__EXERCISE BRIEF__.
Leaving the pictures aside, write out the whole listing below exactly.

__SUPPLIED MATERIAL__.
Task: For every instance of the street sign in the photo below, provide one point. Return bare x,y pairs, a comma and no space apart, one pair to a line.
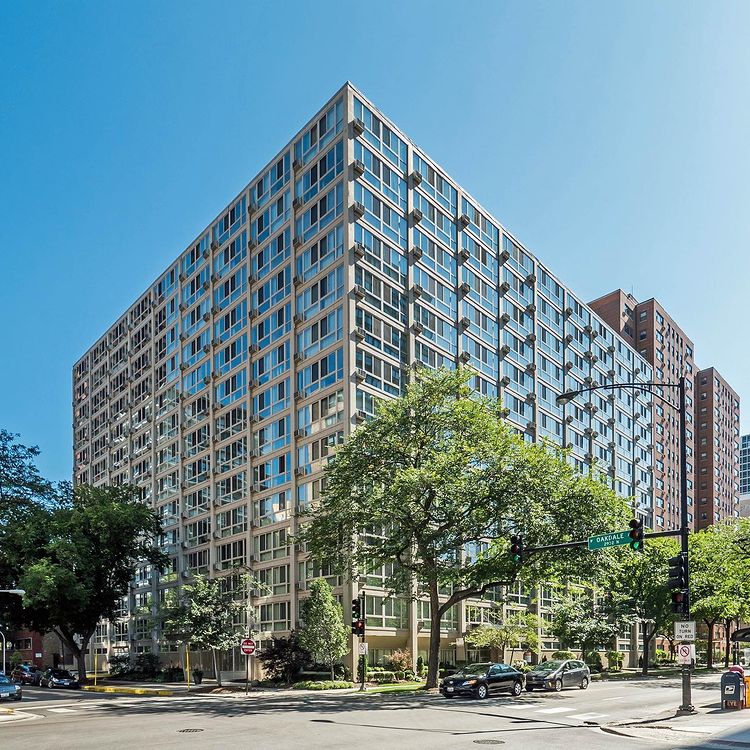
685,653
684,631
613,539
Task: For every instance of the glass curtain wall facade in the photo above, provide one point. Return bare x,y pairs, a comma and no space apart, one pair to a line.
224,390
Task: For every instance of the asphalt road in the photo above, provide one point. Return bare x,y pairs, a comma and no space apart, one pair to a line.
74,720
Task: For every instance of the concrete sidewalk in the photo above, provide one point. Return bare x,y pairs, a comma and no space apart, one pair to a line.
710,728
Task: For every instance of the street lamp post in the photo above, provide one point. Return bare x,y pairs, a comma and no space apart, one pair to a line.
687,702
16,592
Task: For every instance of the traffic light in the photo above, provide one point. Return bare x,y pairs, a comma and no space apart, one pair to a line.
516,548
636,534
678,583
356,615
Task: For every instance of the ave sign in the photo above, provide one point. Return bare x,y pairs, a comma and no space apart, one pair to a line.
613,539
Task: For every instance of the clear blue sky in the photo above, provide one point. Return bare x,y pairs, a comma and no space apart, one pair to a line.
611,138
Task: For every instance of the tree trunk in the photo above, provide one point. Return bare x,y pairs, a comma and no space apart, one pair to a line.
434,652
710,644
727,641
646,643
217,671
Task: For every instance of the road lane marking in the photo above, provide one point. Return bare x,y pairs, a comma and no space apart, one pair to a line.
585,717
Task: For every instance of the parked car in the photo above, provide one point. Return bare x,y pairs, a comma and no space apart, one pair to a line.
26,674
557,674
481,680
58,678
9,690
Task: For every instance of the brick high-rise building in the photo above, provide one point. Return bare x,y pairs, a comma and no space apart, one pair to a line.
649,329
225,387
717,479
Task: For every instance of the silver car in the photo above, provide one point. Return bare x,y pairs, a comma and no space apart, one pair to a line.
558,674
9,690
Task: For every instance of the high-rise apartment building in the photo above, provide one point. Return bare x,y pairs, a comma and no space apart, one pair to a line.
745,465
717,433
223,390
653,332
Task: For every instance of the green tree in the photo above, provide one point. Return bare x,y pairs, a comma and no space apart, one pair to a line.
643,577
519,630
578,622
432,488
719,577
284,658
324,633
84,567
204,614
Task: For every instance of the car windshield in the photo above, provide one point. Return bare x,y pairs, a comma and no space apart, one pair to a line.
551,666
474,669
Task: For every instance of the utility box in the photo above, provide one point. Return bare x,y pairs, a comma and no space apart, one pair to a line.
732,690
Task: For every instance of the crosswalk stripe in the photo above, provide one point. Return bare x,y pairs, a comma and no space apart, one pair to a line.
589,716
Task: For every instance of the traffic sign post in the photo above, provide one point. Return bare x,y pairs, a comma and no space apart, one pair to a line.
612,539
247,647
684,631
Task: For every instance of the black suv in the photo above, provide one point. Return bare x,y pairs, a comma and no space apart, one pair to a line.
481,680
555,675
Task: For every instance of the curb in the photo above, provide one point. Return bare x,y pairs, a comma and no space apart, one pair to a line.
126,690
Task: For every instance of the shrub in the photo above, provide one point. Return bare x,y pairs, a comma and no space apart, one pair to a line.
400,660
322,685
563,655
614,659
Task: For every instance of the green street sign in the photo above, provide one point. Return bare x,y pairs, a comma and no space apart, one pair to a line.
613,539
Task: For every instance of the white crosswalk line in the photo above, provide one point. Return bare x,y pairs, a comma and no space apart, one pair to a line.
586,717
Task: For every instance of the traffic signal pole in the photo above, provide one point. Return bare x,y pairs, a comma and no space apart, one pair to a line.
687,698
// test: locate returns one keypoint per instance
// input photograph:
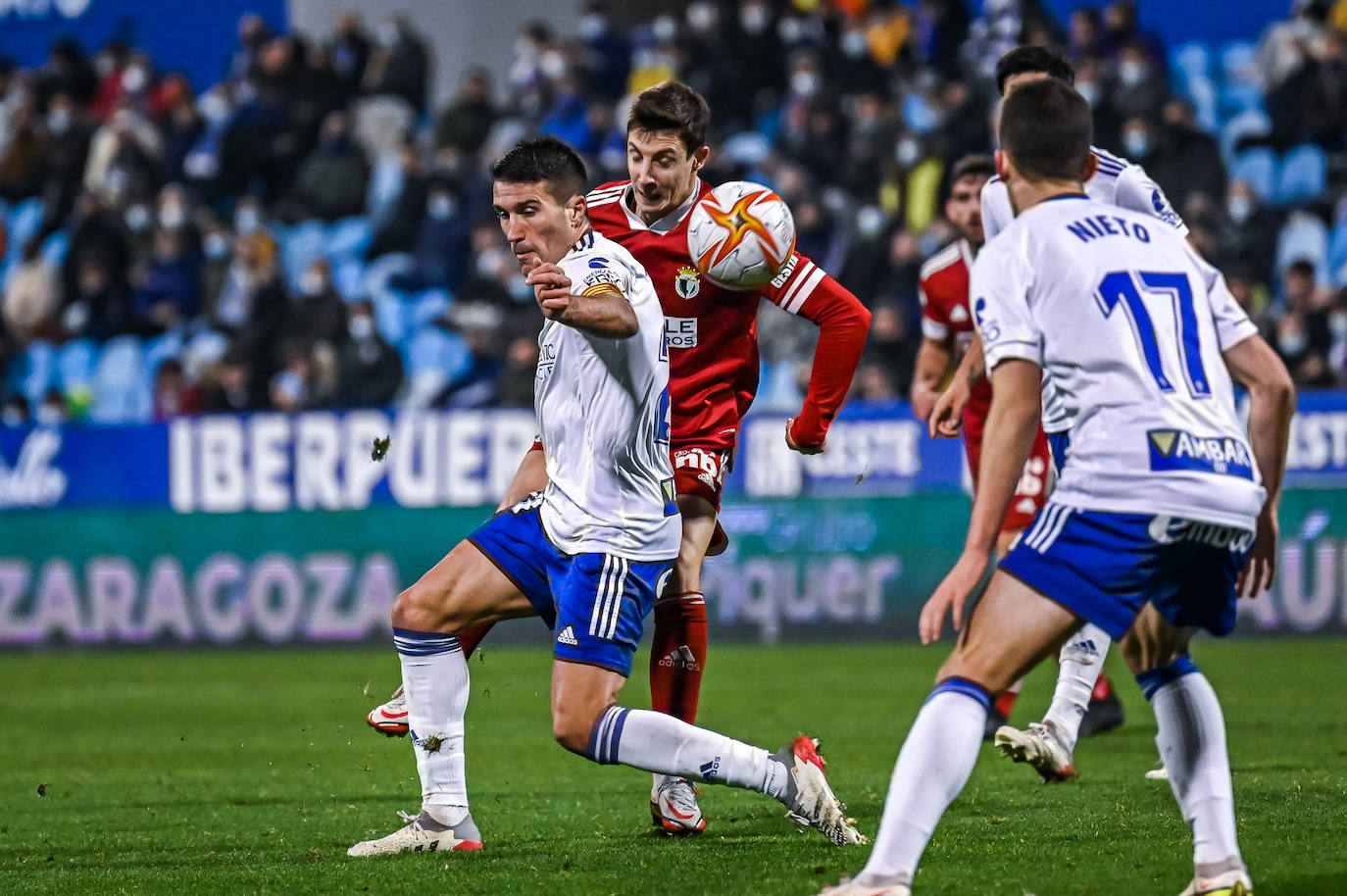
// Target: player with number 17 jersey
(712, 334)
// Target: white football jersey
(604, 416)
(1129, 324)
(1116, 182)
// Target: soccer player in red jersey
(712, 335)
(946, 329)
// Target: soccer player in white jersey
(1166, 512)
(590, 553)
(1082, 702)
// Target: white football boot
(809, 798)
(424, 834)
(674, 807)
(389, 719)
(1037, 745)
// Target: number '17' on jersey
(1129, 326)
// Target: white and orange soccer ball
(741, 234)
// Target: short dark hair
(1045, 129)
(671, 107)
(544, 159)
(1050, 61)
(973, 166)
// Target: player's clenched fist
(551, 288)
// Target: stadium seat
(120, 389)
(348, 238)
(1304, 237)
(1257, 166)
(75, 363)
(1238, 62)
(1249, 124)
(1303, 176)
(428, 306)
(1191, 60)
(32, 373)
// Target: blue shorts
(1106, 566)
(594, 603)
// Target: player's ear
(1091, 166)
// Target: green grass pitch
(252, 771)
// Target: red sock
(1103, 687)
(471, 637)
(1007, 698)
(677, 655)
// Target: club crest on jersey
(688, 281)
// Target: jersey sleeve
(1000, 290)
(1232, 324)
(1138, 193)
(935, 320)
(996, 209)
(806, 290)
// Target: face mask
(665, 28)
(753, 19)
(216, 245)
(702, 17)
(1137, 143)
(1293, 342)
(907, 152)
(854, 45)
(804, 83)
(50, 414)
(361, 327)
(312, 283)
(869, 222)
(135, 79)
(173, 216)
(1131, 73)
(137, 217)
(247, 220)
(440, 206)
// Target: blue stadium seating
(1304, 237)
(1257, 166)
(1303, 176)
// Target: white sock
(1079, 666)
(933, 766)
(435, 680)
(1192, 745)
(658, 743)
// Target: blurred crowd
(312, 232)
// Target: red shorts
(1032, 492)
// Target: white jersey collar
(669, 222)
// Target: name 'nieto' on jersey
(604, 416)
(1129, 324)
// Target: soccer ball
(741, 234)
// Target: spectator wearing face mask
(316, 312)
(1245, 234)
(330, 183)
(370, 371)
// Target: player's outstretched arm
(843, 324)
(601, 310)
(947, 416)
(932, 362)
(1272, 402)
(1007, 441)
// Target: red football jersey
(943, 290)
(713, 331)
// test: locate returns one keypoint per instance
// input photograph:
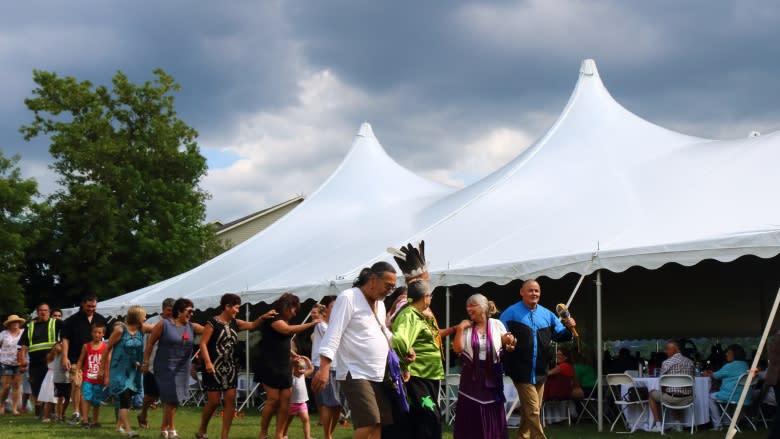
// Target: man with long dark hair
(357, 339)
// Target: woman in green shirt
(414, 332)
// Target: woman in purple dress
(480, 342)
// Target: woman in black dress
(273, 368)
(217, 349)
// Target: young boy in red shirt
(92, 390)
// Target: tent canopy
(601, 178)
(368, 202)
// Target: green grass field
(248, 427)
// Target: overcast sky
(278, 89)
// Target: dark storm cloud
(443, 84)
(665, 57)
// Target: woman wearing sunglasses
(173, 362)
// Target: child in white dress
(46, 395)
(302, 369)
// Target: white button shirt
(354, 339)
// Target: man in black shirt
(37, 339)
(77, 332)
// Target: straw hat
(13, 318)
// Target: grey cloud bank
(453, 90)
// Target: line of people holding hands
(353, 339)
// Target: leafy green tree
(130, 211)
(16, 200)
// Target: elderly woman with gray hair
(481, 342)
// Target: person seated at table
(560, 379)
(584, 376)
(729, 378)
(675, 364)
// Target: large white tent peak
(602, 176)
(367, 202)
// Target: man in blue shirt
(534, 328)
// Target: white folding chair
(566, 408)
(196, 394)
(615, 381)
(589, 404)
(449, 396)
(681, 382)
(731, 402)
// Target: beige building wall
(240, 230)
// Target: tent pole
(447, 343)
(747, 388)
(447, 348)
(246, 354)
(599, 353)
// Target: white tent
(600, 177)
(368, 202)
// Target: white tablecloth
(700, 404)
(555, 412)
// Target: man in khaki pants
(534, 328)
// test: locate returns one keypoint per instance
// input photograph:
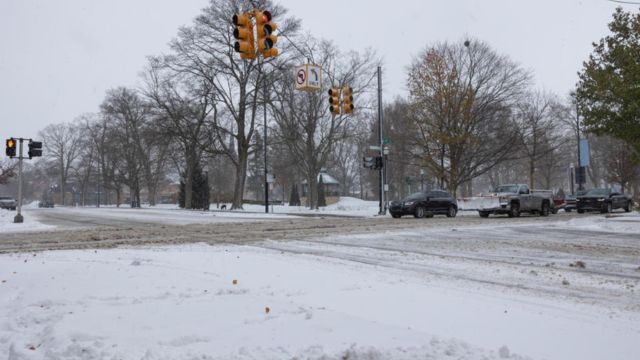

__EXERCISE RESULT__.
Task: For every instance of the street sign in the photo below, provide one point. Return bare x,y pairs, a comma and no space apart, one pair to a line.
685,653
684,631
613,539
Task: For every instance of the glass curtain wall facade in the photo above, provide one point. Return bare x,y pairs, a comma and no space apart, one pair to a line.
224,390
Task: For every instance of the asphalt road in the photo above, provide one point. Return bare x,y pairs, a comma and no space apart, one pair to a line.
74,720
Task: For every instance of the concrete sidewalk in the photo above, provide one point. Return bare x,y pairs, a comma and no space apart, one pair to a line.
710,728
Task: For every instance of the street lamp post in the photo above, provide one point. Return bare x,y pairs, a comma and no space apart, one pair to a line.
687,702
16,592
Task: For every instance of the traffic light in the photo above, provide one point. Return bare x,y pairs, a comma and no space apart, one pair to a line.
516,548
636,534
678,583
356,615
Task: For every instance of the ave sign in the photo above, provide one point. Return bare x,y pairs, a comma and no space apart, one pair to a line.
613,539
Task: For every instance of the clear blue sky in the photo above, provide one point. Return bare x,y pairs, a comma and no space apart, one pair to a line.
611,138
Task: For every instance of the tree trunk in the photo above, provide one point. Return bare x,y pairs, a comma and no space apart, one pair to a line.
434,652
710,644
727,641
646,643
217,671
Task: For every instance of the road lane marking in the photo above, provide one point. Return bare x,y pairs, a comma and no space apart, one pair to a line.
585,717
Task: For every instance of the parked car in the photo above, provide one point. Return bare x,y pairs, a comma and no space apart, one pair to a line.
26,674
557,674
481,680
58,678
9,690
Task: For every instance of the brick high-rise building in the photo above, provide one point. Return bare x,y pairs, a comma and no space apart, one pair to a line.
649,329
225,387
717,479
Task: For every instance of the silver car in the photo above, provide one point. Return bare x,y pairs, a comma and no space apart, one pair to a line.
558,674
9,690
Task: For every instance of the high-rise apartment building in the photo above, provide one point. Return bare x,y pairs, a comma and no space apart, one pair to a line.
745,465
717,433
223,390
653,332
Task: For every instance of the green tree in the photo above, provide one point. Return bare x,y pairs, a comma and no space apart, one pair to a line.
643,577
519,630
578,622
432,488
719,577
284,658
324,633
84,567
204,614
Task: For every instance of the car windshield in the photo above, provide one point. Return bare x,y pairs, a comma and no space apart, one pair to a line.
551,666
474,669
Task: For every instance of the utility box in the photo above, provide one point. Return bare x,y pairs, a comma and no space apart, one pair to a line.
732,690
Task: For every instance of the crosswalk stripe in the photo above, provide one point. Return bare x,y pairs, a comma and no space apart, one pair to a line.
589,716
Task: For every instance of the traffic sign post in the photo above, provide one point. Return bare x,y pairs, a comma and no space apart, one pair to a line.
612,539
247,647
684,631
Task: For every instance of the black suv in the photo above, provide one point. Return bare x,y pairs, a comma and no space apart, one pair to a line.
481,680
555,675
Task: For every instance of the curb in the photo above, provide one point. Return bare x,y pairs, a comma and no space apart, one pair to a line.
126,690
Task: For every instance of the shrub in the photo above, provide one point. Return bare x,y pairs, a comma and no space apart, one pair to a line.
400,660
322,685
563,655
614,659
Task: For every instance of the green street sign in the photo above, provide one point. Return bare x,y pairs, a comma and no space apart, one pair to a line.
613,539
Task: For every instance of the white crosswalk line in the photo above, provide one point. Return bare x,y pairs, a comma and no space apart, one pair to a line.
586,717
Task: For every instance of the traffic signal pole in the photo above, provide one point. Return bare x,y pairs, a comma and no space apart, one pair to a line.
687,698
// test: locate returns one keypoint per instance
// input photograph:
// Target: player with number 17 jersey
(712, 334)
// Target: white football jersey
(604, 416)
(1129, 324)
(1116, 182)
// Target: soccer player in red jersey
(712, 335)
(946, 329)
// Target: soccer player in white jersey
(1166, 512)
(590, 553)
(1082, 702)
// Target: white football boot
(809, 798)
(424, 834)
(674, 807)
(389, 719)
(1037, 745)
// Target: number '17' on jersey
(1129, 326)
// Target: white and orange soccer ball
(741, 234)
// Target: short dark hair
(1045, 129)
(671, 107)
(544, 159)
(1050, 61)
(973, 166)
// Target: player's clenched fist
(551, 288)
// Target: stadium seat
(120, 389)
(348, 238)
(1304, 237)
(1257, 166)
(75, 363)
(1238, 62)
(1249, 124)
(1303, 176)
(428, 306)
(1191, 60)
(32, 373)
// Target: blue shorts
(1106, 566)
(594, 603)
// Target: player's ear
(1091, 166)
// Target: green grass pitch
(252, 771)
// Target: red sock
(1103, 687)
(471, 637)
(1007, 698)
(677, 655)
// Target: club crest on jersey
(688, 281)
// Target: jersey sleeve
(1000, 290)
(1232, 324)
(1138, 193)
(935, 320)
(996, 209)
(806, 290)
// Target: face mask
(665, 28)
(753, 19)
(216, 245)
(702, 17)
(1137, 143)
(1293, 342)
(907, 152)
(854, 45)
(804, 83)
(50, 414)
(361, 327)
(312, 283)
(869, 222)
(135, 79)
(173, 216)
(1131, 73)
(137, 217)
(247, 220)
(440, 206)
// Target: blue stadium seating
(1304, 237)
(1257, 166)
(1303, 176)
// Target: white sock
(1079, 666)
(933, 766)
(435, 680)
(1192, 745)
(658, 743)
// Target: blurred crowd
(312, 232)
// Target: red shorts
(1032, 492)
// Target: white jersey collar
(669, 222)
// Target: name 'nieto' on jersey
(604, 416)
(1129, 324)
// Target: soccer ball
(741, 234)
// Target: spectator wearing face mask
(316, 312)
(1245, 234)
(330, 183)
(370, 371)
// Target: player's outstretched arm
(843, 324)
(601, 310)
(947, 416)
(932, 362)
(1272, 402)
(1007, 441)
// Target: red football jersey
(943, 290)
(713, 331)
// test: locate returns one keypoint per instance
// input photograph:
// Target: man with long dark hair
(357, 339)
// Target: woman in green shirt
(414, 332)
// Target: woman in purple dress
(480, 342)
// Target: woman in black dress
(273, 368)
(217, 349)
// Target: young boy in red shirt
(92, 390)
// Target: tent canopy
(601, 178)
(368, 202)
// Target: green grass field
(248, 427)
// Target: overcast sky
(278, 89)
// Target: dark storm cloud
(443, 84)
(665, 57)
// Target: woman wearing sunglasses
(173, 362)
// Target: child in white dress
(46, 395)
(302, 369)
// Target: white button shirt
(354, 339)
// Target: man in black shirt
(37, 339)
(77, 332)
// Target: straw hat
(13, 318)
// Target: grey cloud bank
(453, 90)
// Target: line of people holding hands
(353, 339)
// Target: leafy green tree
(130, 211)
(16, 200)
// Target: elderly woman with gray hair
(481, 342)
// Target: person seated at table
(560, 379)
(584, 376)
(729, 378)
(675, 364)
// Target: large white tent peak
(602, 176)
(367, 202)
// Target: man in blue shirt
(534, 328)
// Target: white folding chair
(566, 408)
(196, 394)
(615, 381)
(589, 404)
(449, 396)
(681, 382)
(731, 402)
// Target: beige building wall
(240, 230)
// Target: tent pole
(447, 343)
(747, 388)
(447, 348)
(246, 354)
(599, 353)
// Target: white tent
(600, 177)
(368, 202)
// Target: white tablecloth
(700, 404)
(555, 412)
// Target: man in khaki pants
(534, 328)
// test: locate returns one keypoint per instance
// input photograph:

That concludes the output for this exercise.